# Work instructions
Change every "locate" in the data below to "mark" and copy the rest without alteration, omitting the pictures.
========================
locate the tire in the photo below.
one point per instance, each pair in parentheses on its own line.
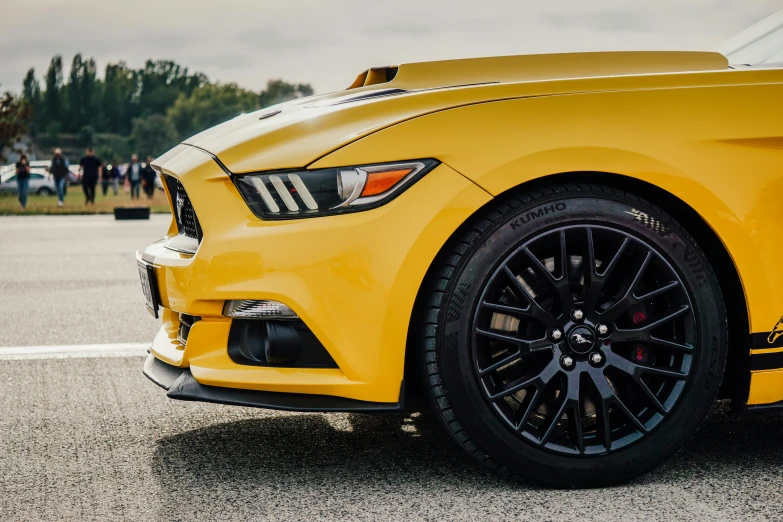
(500,381)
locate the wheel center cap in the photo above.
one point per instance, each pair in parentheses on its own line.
(581,339)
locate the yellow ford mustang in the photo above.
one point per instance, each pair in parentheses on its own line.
(563,252)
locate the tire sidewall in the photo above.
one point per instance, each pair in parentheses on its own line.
(455,353)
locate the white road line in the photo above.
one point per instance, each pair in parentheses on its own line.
(17,353)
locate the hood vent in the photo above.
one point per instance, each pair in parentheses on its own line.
(374,76)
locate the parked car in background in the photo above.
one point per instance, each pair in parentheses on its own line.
========================
# Full output
mark the tire in the photo below.
one point per instance, each pair in parentheses on its own line.
(500,381)
mark the wheel center cap in the photo above.
one point per instance, each pair in parentheses on its own line.
(581,339)
mark the yellow ford mustang in the photo above.
one point per instance, each pair in parentheses on its own line.
(563,252)
mark the tire sidewall in the photo above.
one point per instance, each pair in parentheses on its own line.
(455,353)
mark the white road line in the photo above.
one point per instance, each pair in parentheses on its own line.
(17,353)
mark the hood vent in the photo above.
one point per instance, each pair in parentheses on its own line.
(374,76)
mark the parked car in background in the photo above.
one point per instance, each pair in parentheses on its own line.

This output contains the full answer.